▶ **Kaynaktan Alıntı**
◆ ◆ ◆ ◆ ◆

Emsal Mahkeme Kararı Bakırköy 1. Fikri ve Sınaî Haklar Hukuk Mahkemesi 2022/33 E. 2022/258 K. 08.12.2022 T.

Görüntülediğiniz mahkeme kararı henüz kesinleşmemiştir. Yararlı olması amacıyla eklenmiştir.

T.C. BAKIRKÖY 1. FİKRİ VE SINAÎ HAKLAR HUKUK MAHKEMESİ

ESAS NO : 2022/33
KARAR NO : 2022/258

DAVA : Tasarıma Tecavüzün Tespiti, Ref’i, Tazminat
DAVA TARİHİ : 04/02/2022
KARAR TARİHİ : 08/12/2022
KARAR YAZIM TARİHİ : 12/12/2022
Davacı vekili tarafından, davalı aleyhinde açılan davanın, Mahkememizde yapılan açık yargılaması sonunda :
GEREĞİ DÜŞÜNÜLDÜ :
DAVA ; Davacı vekili dava dilekçesi ile, müvekkili şirketin Türkiye’de faaliyet gösterdiği sektörlerin öncü ve tanınmış şirketlerinden biri olduğunu, müvekkili şirket tarafından satışa sunulan ürünlerle ilgili olarak kurum nezdinde ilgili tescil işlemlerinin yapıldığını, ancak hal böyle iken, müvekkili şirket tarafından yapılan kontroller neticesinde bazı butikler tarafından …. hesaplarında tasarımı müvekkili şirkete ait olan ve ürün adları “… – ….” ve “… -….” olarak ilk kez müvekkili şirket tarafından Türkiye’de kamuya sunulan tasarımların kopyalanarak iltibas oluşturacak şekilde kullanıldığının tespit edildiğini, davalının müvekkili şirketin tüketici kitlesi bakımından ayırt edicilik kazanmış tasarımlarına benzetmek suretiyle gerçekleştirdiği eylemler sonucu müvekkili şirketin tanınmışlığından ve emeğinden haksız ve kötü niyetli olarak yararlandığını iddia ederek, müvekkili tarafından ilk kez kamuya sunulduğu iddia edilen tasarıma yönelik tecavüzün tespitini, ref’ini, şimdilik 1.000,00 TL maddi tazminat ile 20.000,00 TL manevi tazminatın dava tarihinden itibaren işleyecek ticari faizi ile birlikte davalıdan tahsili ile verilecek hüküm özetinin ilanını talep ve dava etmiştir.

◆ ◆ ◆ ◆ ◆

▶ **Satırlar**
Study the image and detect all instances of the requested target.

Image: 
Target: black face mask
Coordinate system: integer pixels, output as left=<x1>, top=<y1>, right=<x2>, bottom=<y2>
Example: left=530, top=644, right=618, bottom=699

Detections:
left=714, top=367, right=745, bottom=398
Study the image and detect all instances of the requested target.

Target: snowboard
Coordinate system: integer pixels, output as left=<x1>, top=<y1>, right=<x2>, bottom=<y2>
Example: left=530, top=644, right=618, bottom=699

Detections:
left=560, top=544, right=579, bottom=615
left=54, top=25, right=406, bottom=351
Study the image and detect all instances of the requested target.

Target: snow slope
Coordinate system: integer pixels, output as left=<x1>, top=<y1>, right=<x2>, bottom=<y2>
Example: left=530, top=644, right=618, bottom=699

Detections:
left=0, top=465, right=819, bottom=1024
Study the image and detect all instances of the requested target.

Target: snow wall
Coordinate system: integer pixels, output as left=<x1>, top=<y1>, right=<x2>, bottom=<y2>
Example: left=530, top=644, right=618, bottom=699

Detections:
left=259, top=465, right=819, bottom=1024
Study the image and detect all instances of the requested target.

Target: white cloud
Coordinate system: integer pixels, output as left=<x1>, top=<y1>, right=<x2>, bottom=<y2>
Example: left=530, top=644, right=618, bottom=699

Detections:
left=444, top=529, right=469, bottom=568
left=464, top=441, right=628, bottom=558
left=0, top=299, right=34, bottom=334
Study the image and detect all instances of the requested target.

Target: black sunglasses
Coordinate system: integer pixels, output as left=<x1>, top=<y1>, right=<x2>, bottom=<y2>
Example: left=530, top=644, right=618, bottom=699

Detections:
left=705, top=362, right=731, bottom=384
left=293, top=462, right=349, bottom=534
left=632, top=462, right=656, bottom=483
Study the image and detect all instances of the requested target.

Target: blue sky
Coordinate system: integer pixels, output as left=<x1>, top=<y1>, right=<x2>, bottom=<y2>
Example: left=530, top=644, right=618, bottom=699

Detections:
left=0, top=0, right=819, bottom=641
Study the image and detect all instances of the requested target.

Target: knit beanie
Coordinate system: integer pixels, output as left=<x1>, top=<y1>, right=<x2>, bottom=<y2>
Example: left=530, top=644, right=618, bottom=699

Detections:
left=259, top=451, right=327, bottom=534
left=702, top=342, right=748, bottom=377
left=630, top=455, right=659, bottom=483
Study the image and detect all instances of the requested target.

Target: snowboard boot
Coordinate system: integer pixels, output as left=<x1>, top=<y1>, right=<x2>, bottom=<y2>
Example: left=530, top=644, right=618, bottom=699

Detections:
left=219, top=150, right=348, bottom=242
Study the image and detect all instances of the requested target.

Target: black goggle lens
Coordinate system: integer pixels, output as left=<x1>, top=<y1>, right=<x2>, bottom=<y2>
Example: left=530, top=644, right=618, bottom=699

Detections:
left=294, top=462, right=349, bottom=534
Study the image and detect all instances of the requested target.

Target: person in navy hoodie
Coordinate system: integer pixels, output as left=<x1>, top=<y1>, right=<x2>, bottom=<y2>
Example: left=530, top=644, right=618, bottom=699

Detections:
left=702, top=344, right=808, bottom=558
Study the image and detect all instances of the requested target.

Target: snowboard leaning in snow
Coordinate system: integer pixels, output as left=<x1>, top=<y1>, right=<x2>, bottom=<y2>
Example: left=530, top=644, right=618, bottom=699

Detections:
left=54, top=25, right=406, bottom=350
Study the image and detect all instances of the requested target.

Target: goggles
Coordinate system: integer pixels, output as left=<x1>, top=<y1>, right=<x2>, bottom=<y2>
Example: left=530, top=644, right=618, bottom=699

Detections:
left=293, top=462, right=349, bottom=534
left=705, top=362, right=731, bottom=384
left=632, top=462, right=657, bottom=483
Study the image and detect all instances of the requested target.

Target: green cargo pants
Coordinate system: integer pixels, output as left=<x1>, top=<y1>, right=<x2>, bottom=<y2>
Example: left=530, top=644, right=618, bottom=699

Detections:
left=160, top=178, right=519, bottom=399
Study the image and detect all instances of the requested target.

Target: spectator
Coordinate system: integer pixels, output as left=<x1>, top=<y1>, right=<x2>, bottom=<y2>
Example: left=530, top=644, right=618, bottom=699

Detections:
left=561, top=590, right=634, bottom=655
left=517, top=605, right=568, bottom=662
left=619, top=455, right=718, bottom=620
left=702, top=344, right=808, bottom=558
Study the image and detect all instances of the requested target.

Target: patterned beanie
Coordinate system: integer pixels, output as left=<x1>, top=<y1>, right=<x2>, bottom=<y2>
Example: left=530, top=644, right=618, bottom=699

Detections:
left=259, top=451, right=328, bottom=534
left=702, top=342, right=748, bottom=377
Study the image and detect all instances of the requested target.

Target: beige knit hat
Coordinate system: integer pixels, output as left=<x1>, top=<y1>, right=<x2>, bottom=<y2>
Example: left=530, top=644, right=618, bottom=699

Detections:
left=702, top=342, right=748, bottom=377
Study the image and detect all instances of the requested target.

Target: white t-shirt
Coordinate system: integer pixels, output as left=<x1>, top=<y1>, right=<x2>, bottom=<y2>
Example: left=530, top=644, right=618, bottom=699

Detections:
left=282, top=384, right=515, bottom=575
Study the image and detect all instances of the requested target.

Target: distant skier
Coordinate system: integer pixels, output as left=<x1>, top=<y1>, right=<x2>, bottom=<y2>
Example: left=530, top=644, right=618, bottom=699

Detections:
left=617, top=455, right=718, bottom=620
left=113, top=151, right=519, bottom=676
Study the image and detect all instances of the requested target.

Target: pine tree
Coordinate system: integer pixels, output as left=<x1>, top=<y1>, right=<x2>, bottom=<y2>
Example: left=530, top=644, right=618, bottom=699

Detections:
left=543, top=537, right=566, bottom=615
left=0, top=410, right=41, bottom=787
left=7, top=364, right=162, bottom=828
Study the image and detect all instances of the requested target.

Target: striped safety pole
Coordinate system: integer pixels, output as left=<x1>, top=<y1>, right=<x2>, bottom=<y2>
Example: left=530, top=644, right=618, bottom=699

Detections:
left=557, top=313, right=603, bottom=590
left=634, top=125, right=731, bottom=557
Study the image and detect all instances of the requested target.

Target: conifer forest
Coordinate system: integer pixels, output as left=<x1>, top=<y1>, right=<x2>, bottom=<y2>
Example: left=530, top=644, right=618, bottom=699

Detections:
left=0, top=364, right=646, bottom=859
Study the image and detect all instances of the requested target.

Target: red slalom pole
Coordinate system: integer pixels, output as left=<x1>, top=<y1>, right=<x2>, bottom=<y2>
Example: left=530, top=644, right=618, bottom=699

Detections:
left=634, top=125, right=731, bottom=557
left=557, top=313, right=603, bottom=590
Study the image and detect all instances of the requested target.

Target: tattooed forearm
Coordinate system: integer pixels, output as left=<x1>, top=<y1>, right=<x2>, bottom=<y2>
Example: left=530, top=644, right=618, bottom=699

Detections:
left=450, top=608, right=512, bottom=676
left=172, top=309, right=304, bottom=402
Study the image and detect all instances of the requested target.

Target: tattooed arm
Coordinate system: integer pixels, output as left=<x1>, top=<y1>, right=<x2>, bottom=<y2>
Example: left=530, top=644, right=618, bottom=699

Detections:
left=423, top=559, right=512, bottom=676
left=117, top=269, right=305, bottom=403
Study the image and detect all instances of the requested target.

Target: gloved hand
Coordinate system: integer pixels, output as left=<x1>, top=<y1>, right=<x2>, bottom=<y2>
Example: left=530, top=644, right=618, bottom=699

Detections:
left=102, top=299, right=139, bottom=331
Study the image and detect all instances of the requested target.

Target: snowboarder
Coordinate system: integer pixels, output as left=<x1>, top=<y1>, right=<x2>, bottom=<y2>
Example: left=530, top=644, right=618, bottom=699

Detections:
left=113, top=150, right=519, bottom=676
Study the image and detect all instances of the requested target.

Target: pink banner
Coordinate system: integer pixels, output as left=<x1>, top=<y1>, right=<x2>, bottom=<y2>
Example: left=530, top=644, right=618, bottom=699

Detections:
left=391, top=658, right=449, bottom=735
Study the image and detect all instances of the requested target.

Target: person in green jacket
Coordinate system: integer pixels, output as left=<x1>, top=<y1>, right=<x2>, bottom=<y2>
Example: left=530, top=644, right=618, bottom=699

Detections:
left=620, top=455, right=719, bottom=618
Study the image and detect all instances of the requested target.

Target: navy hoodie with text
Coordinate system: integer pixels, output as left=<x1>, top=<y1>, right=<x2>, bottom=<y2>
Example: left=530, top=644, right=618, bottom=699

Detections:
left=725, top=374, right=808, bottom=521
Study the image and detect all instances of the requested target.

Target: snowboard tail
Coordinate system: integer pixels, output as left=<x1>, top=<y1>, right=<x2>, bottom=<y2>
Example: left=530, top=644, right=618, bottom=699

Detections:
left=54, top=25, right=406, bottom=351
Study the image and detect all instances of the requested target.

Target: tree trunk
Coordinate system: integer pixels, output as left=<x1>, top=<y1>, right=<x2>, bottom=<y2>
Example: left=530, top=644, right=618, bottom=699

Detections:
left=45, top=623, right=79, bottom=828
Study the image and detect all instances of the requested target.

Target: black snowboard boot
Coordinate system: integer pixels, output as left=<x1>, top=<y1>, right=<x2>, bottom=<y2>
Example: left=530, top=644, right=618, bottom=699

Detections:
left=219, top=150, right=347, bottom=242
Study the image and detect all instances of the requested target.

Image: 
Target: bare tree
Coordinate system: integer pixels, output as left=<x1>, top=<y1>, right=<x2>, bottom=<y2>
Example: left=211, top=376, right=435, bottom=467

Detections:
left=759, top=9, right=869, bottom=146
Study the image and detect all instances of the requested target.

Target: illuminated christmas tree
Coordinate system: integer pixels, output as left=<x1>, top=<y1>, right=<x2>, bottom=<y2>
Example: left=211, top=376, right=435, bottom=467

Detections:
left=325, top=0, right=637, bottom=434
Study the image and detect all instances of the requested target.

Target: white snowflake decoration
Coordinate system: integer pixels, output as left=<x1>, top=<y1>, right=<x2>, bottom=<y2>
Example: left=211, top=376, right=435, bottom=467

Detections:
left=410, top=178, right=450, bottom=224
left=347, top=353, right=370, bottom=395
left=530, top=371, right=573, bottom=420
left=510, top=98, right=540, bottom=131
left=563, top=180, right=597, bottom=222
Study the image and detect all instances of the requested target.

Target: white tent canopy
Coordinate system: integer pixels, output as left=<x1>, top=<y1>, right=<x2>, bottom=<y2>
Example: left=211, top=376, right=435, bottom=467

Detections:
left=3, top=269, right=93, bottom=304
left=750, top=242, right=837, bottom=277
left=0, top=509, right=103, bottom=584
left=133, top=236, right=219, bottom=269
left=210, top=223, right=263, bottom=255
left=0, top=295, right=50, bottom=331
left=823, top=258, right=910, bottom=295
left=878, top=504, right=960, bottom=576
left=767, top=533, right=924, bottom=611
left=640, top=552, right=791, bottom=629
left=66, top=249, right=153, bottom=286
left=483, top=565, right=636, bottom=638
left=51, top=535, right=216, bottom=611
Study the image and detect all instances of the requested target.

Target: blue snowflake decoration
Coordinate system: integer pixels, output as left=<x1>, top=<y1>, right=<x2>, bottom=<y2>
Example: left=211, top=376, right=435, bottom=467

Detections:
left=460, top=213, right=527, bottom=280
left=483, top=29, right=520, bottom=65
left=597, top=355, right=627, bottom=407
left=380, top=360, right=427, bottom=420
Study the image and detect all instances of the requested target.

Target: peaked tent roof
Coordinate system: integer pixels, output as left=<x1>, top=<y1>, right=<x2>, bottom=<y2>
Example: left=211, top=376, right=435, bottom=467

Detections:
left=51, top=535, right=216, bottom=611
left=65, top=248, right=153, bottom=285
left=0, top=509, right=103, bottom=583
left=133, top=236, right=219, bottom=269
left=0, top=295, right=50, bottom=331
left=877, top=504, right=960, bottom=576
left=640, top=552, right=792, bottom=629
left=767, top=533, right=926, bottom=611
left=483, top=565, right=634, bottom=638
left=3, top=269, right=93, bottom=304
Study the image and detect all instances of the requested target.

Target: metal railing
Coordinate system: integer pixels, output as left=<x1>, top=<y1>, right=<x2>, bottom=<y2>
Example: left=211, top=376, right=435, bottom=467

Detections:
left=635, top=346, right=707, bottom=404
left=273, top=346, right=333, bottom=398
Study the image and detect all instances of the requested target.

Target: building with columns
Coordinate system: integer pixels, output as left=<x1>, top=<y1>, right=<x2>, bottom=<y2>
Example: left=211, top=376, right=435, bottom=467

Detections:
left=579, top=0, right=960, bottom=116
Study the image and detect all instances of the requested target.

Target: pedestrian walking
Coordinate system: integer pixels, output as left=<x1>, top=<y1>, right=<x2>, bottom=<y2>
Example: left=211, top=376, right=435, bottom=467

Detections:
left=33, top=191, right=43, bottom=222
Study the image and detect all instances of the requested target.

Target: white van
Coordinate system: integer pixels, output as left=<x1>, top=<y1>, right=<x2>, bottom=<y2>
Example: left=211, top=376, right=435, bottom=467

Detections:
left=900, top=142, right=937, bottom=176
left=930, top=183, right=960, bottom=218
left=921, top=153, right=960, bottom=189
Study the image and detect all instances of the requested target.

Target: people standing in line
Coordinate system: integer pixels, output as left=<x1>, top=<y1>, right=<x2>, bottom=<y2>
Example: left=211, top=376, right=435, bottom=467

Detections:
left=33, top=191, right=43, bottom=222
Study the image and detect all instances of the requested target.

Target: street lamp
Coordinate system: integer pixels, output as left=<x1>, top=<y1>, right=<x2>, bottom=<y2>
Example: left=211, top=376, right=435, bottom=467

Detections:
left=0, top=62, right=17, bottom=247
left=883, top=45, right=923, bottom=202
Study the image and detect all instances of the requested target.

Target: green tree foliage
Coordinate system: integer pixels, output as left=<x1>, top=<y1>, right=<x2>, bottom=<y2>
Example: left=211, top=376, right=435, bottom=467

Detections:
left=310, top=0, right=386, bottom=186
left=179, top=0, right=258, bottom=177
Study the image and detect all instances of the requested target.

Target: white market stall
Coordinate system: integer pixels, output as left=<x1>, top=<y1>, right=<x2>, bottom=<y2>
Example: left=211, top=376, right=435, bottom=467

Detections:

◆ ◆ ◆ ◆ ◆

▶ **Görevin Gereği**
Yukarıdaki mahkeme kararında davacı vekili davalıdan ne kadar manevi tazminat talep ediyor?

▶ **Alıştırma Çıktısı**
20.000,00 TL